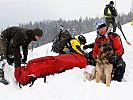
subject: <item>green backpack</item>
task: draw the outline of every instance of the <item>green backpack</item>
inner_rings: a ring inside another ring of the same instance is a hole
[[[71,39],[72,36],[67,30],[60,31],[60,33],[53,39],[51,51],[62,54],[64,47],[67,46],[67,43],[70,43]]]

════════════════════

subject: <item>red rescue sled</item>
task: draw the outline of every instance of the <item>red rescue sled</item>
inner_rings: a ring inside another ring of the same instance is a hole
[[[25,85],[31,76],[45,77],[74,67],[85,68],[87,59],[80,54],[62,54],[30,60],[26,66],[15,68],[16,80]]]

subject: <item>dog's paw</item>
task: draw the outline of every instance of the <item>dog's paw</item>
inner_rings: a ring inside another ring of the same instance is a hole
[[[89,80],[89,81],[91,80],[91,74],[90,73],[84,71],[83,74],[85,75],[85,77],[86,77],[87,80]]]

════════════════════

» Aufgabe: Ermittle alle Zeilen der Einträge, in denen das Wort „every“ vorkommt, und schreibe jede dieser Zeilen vollständig ab.

» Ergebnis der Aufgabe:
task: draw the outline of every instance of the <item>green backpack</item>
task: draw the outline of every instance of the <item>red rescue sled</item>
task: draw the outline of every instance of the <item>dog's paw</item>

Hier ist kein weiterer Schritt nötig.